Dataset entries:
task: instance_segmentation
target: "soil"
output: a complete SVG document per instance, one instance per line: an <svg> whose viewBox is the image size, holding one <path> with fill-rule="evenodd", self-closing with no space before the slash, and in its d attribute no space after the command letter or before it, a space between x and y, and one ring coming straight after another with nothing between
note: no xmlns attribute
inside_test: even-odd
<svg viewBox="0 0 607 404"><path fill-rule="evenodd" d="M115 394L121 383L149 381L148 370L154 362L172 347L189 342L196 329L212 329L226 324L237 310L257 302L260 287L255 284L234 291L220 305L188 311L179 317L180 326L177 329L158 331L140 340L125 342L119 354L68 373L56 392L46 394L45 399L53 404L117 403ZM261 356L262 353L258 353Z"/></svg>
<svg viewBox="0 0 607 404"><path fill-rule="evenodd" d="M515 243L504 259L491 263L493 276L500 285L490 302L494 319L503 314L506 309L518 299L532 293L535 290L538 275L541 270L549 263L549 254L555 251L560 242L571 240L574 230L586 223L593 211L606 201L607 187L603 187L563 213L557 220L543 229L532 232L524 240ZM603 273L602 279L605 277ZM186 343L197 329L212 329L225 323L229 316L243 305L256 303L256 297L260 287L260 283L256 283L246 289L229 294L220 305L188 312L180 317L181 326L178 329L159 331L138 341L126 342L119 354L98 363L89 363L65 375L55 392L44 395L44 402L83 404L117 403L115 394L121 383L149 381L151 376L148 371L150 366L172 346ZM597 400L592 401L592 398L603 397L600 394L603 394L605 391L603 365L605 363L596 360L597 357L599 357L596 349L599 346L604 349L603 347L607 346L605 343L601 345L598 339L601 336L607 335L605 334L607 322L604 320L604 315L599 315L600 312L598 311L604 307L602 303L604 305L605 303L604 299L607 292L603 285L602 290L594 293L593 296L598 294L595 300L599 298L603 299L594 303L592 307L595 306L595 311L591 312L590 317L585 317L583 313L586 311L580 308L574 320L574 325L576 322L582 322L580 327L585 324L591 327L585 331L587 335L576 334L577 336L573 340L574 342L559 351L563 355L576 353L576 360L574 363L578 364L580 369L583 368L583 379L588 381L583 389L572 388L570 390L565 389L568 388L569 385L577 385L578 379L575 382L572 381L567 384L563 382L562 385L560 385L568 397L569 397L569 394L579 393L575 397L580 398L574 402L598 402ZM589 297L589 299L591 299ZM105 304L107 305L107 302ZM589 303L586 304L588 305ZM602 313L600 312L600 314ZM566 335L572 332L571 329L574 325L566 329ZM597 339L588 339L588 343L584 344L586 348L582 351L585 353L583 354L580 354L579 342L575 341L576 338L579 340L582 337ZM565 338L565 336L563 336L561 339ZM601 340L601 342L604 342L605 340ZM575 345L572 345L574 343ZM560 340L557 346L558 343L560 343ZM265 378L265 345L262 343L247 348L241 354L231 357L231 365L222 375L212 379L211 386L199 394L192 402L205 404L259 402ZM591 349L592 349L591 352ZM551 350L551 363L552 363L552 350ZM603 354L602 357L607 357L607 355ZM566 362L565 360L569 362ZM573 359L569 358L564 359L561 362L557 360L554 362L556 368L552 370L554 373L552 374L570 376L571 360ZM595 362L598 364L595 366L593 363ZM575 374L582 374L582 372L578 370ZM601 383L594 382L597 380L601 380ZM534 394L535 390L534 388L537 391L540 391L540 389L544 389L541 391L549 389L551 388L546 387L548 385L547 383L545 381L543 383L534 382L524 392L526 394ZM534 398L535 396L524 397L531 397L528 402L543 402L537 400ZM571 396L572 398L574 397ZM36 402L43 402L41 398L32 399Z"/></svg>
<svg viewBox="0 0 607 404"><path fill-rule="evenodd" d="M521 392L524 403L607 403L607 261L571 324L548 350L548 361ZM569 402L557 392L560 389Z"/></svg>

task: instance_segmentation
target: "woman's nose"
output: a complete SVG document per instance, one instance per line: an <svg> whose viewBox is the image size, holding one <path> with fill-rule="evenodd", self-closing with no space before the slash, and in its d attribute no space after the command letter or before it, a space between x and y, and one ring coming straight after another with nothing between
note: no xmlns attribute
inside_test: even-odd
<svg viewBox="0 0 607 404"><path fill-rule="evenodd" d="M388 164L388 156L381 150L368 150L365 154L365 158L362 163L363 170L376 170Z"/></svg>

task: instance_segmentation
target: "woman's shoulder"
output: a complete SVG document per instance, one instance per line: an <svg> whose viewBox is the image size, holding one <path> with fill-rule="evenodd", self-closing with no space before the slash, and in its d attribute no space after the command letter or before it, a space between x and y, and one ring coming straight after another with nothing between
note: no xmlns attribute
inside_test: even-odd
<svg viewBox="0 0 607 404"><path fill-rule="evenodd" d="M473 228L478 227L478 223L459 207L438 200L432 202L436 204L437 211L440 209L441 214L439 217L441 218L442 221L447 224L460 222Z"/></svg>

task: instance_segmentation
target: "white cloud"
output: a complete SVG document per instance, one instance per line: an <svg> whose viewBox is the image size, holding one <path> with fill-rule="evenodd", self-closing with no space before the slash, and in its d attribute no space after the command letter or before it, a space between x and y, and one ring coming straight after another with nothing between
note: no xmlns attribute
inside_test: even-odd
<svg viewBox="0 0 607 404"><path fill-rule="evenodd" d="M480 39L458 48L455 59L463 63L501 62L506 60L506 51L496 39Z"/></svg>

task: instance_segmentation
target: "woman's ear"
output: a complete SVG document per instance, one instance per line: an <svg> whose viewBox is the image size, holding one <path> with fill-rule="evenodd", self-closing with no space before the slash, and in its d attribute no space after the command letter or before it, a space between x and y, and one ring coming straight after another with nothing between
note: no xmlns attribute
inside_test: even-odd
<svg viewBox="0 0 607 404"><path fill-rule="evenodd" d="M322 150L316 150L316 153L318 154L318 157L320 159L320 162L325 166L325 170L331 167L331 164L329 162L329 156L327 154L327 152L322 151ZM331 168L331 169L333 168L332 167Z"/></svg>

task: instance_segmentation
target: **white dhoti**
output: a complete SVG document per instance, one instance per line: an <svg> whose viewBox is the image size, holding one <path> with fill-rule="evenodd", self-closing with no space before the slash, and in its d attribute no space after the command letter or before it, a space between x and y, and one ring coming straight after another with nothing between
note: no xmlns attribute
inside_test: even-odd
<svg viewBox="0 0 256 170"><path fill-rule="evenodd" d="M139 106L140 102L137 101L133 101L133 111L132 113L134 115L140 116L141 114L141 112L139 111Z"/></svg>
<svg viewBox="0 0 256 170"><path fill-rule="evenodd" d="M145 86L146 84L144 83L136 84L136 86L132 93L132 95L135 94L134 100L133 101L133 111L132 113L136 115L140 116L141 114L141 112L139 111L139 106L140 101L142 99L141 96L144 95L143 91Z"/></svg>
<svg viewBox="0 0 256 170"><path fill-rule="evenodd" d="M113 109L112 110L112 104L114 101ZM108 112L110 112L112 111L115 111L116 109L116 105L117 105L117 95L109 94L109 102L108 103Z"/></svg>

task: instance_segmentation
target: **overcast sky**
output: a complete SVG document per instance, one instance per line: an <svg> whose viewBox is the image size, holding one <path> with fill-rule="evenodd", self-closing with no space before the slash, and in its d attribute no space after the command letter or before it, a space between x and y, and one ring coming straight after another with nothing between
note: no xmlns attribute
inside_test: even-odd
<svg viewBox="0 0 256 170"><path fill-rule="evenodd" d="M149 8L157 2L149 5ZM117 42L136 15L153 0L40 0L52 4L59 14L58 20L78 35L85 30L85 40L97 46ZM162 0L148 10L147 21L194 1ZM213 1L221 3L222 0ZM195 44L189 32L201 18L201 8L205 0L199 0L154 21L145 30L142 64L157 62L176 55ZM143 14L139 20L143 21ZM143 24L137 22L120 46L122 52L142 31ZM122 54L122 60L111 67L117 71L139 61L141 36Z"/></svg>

**WHAT IS ASKED**
Lay out the listing above as a JSON array of strings, with one string per line and the blank lines omitted.

**THE OUTPUT**
[
  "task: instance_segmentation",
  "target: \"soil\"",
  "output: a complete SVG document per instance, one instance per line: an <svg> whose viewBox is the image size, holding one <path> with fill-rule=\"evenodd\", self-closing with no space before the slash, and in its d attribute no space after the command letter or before it, a space between x and y, and one ring coming straight after another with nothing between",
  "note: no xmlns attribute",
  "inside_test: even-odd",
  "<svg viewBox=\"0 0 607 404\"><path fill-rule=\"evenodd\" d=\"M115 394L121 383L149 381L148 370L154 362L172 347L189 342L196 329L212 329L226 324L237 310L257 302L260 287L255 284L234 291L220 305L188 311L179 317L180 326L177 329L158 331L140 340L125 342L119 354L68 373L56 392L46 394L45 399L53 404L117 403ZM261 356L262 353L258 353Z\"/></svg>",
  "<svg viewBox=\"0 0 607 404\"><path fill-rule=\"evenodd\" d=\"M515 243L504 259L491 263L493 276L500 285L490 302L494 319L503 314L506 309L518 299L532 293L535 290L538 275L541 270L549 263L549 254L555 251L560 242L571 240L574 230L586 223L593 211L606 201L607 187L603 187L563 213L557 220L543 229L532 232L524 240ZM603 273L602 279L605 277ZM186 343L197 329L212 329L225 323L229 316L243 305L256 303L256 297L260 287L260 283L256 283L246 289L229 294L220 305L188 312L180 317L181 326L178 329L159 331L138 341L126 342L119 354L98 363L89 363L65 375L55 392L44 395L44 402L83 404L117 403L115 394L121 383L149 381L151 376L148 371L150 366L172 346ZM597 400L592 401L592 398L603 397L600 394L603 394L605 391L603 365L605 363L596 360L597 357L599 357L596 349L599 346L604 349L603 347L607 346L605 343L601 345L598 339L601 336L607 335L605 334L607 322L604 320L604 315L599 315L600 312L598 311L604 307L602 303L604 305L605 303L604 299L607 292L603 285L602 290L594 293L593 296L598 294L595 300L599 298L603 299L594 303L592 307L595 306L595 311L591 312L590 317L585 317L583 313L586 311L580 308L574 320L574 325L576 322L582 322L580 327L585 324L591 327L585 331L587 335L576 334L577 336L573 340L574 342L559 351L563 355L576 353L576 360L574 363L578 364L580 369L583 368L583 379L588 381L583 389L572 388L570 390L565 389L568 388L569 385L577 385L578 379L575 382L572 381L567 384L563 382L562 385L560 385L568 397L569 397L569 394L579 393L575 397L580 398L574 402L598 402ZM589 297L589 299L591 299ZM105 304L107 305L107 302ZM589 303L586 304L588 305ZM602 313L600 312L600 314ZM566 335L572 332L571 329L574 325L566 329ZM597 339L588 339L588 343L584 344L586 348L582 351L585 353L583 354L580 354L579 342L575 341L576 338L579 340L582 337ZM565 338L565 336L563 336L561 339ZM601 340L601 342L604 342L605 340ZM575 345L572 345L574 343ZM560 340L557 346L558 343L560 343ZM265 378L265 345L262 343L247 348L241 354L231 357L231 365L222 375L212 379L211 386L199 394L192 402L205 404L259 402ZM591 349L592 349L591 352ZM551 350L551 363L552 363L552 350ZM603 354L602 357L607 357L607 355ZM566 362L565 360L569 362ZM573 359L569 358L564 359L561 362L557 360L554 362L556 368L552 370L554 373L552 374L570 376L571 360ZM595 362L598 364L595 366L593 363ZM575 374L582 374L582 372L578 370ZM601 383L594 382L597 380L601 380ZM534 394L535 390L534 388L537 391L540 391L540 389L544 389L541 391L549 389L551 388L546 387L548 385L547 383L545 381L543 383L534 382L524 392L526 394ZM534 398L535 396L524 397L531 397L528 402L543 402L537 400ZM571 396L572 398L574 397ZM36 402L43 402L41 398L32 399Z\"/></svg>",
  "<svg viewBox=\"0 0 607 404\"><path fill-rule=\"evenodd\" d=\"M521 392L524 403L607 403L607 261L571 324L548 350L548 361ZM569 402L557 392L560 389Z\"/></svg>",
  "task: instance_segmentation",
  "target: \"woman's nose\"",
  "output: a complete SVG document per instance, one instance per line: an <svg> whose viewBox is the image size, holding one <path> with fill-rule=\"evenodd\", self-closing with no space before the slash, and in its d attribute no space after the command letter or before it, a space between x and y, and one ring coming straight after another with nothing between",
  "note: no xmlns attribute",
  "inside_test: even-odd",
  "<svg viewBox=\"0 0 607 404\"><path fill-rule=\"evenodd\" d=\"M388 164L388 156L381 150L368 150L365 154L365 158L362 163L363 170L376 170Z\"/></svg>",
  "task: instance_segmentation",
  "target: \"woman's shoulder\"",
  "output: a complete SVG document per instance, one instance per line: an <svg> whose viewBox is the image size, holding one <path> with fill-rule=\"evenodd\", self-closing with no space before the slash, and in its d attribute no space after the command letter or before it, a space between x and y, and one ring coming straight after another with nothing between",
  "note: no xmlns attribute",
  "inside_test: even-odd",
  "<svg viewBox=\"0 0 607 404\"><path fill-rule=\"evenodd\" d=\"M473 228L478 227L478 223L459 207L438 200L432 202L436 204L437 211L440 209L441 214L439 217L441 218L442 221L447 224L460 222Z\"/></svg>",
  "task: instance_segmentation",
  "target: \"white cloud\"",
  "output: a complete SVG document per instance, one instance per line: an <svg> whose viewBox is the image size, holding one <path> with fill-rule=\"evenodd\", self-closing with no space before the slash, and in its d attribute no space after the command letter or before it, a space between x and y, and one ring coming straight after another with nothing between",
  "note: no xmlns attribute",
  "inside_test: even-odd",
  "<svg viewBox=\"0 0 607 404\"><path fill-rule=\"evenodd\" d=\"M480 39L458 48L455 59L463 63L501 62L506 60L506 51L496 39Z\"/></svg>",
  "task: instance_segmentation",
  "target: \"woman's ear\"",
  "output: a complete SVG document per instance, one instance per line: an <svg> whose viewBox is the image size, holding one <path> with fill-rule=\"evenodd\", self-closing with no space before the slash, and in its d attribute no space after the command letter or before it, a space between x and y, and one ring coming straight after another with nothing between",
  "note: no xmlns attribute",
  "inside_test: even-odd",
  "<svg viewBox=\"0 0 607 404\"><path fill-rule=\"evenodd\" d=\"M322 150L316 150L316 153L318 154L318 157L320 159L320 162L325 166L325 170L331 167L331 164L329 162L329 156L327 154L327 152L322 151ZM331 168L331 169L333 168L332 167Z\"/></svg>",
  "task: instance_segmentation",
  "target: **white dhoti**",
  "output: a complete SVG document per instance, one instance per line: an <svg> whose viewBox is the image size, holding one <path> with fill-rule=\"evenodd\", self-closing with no space before the slash, and in its d attribute no space after the command letter or before it, a space between x and y, and one ring coming straight after another with nothing between",
  "note: no xmlns attribute",
  "inside_test: even-odd",
  "<svg viewBox=\"0 0 256 170\"><path fill-rule=\"evenodd\" d=\"M139 106L140 102L137 101L133 101L133 111L132 113L134 115L140 116L141 114L141 112L139 111Z\"/></svg>",
  "<svg viewBox=\"0 0 256 170\"><path fill-rule=\"evenodd\" d=\"M145 86L146 84L144 83L136 84L136 86L132 93L132 95L135 94L134 100L133 101L133 111L132 113L136 115L140 116L141 114L141 112L139 111L139 106L140 101L142 99L141 96L144 95L143 91Z\"/></svg>",
  "<svg viewBox=\"0 0 256 170\"><path fill-rule=\"evenodd\" d=\"M113 109L112 110L112 104L114 101ZM108 112L110 112L112 111L115 111L116 109L116 105L117 105L117 95L109 94L109 102L108 103Z\"/></svg>",
  "task: instance_segmentation",
  "target: **overcast sky**",
  "output: a complete SVG document per instance, one instance per line: an <svg> whose viewBox is the image size, holding one <path> with fill-rule=\"evenodd\", self-closing with no space before the slash, and in its d attribute no space after the command letter or before it, a space between x and y, and one ring coming straight after another with nothing between",
  "note: no xmlns attribute",
  "inside_test: even-odd",
  "<svg viewBox=\"0 0 256 170\"><path fill-rule=\"evenodd\" d=\"M149 8L157 2L149 5ZM117 42L136 15L153 0L40 0L52 4L59 14L58 20L78 35L85 30L85 40L97 46ZM162 0L148 10L147 21L194 1ZM213 1L221 3L222 0ZM195 44L189 32L201 18L201 8L205 0L199 0L154 21L145 30L142 64L157 62L176 55ZM143 14L139 20L143 21ZM143 24L137 22L120 46L122 52L142 31ZM122 54L122 60L111 67L117 71L139 61L141 36Z\"/></svg>"
]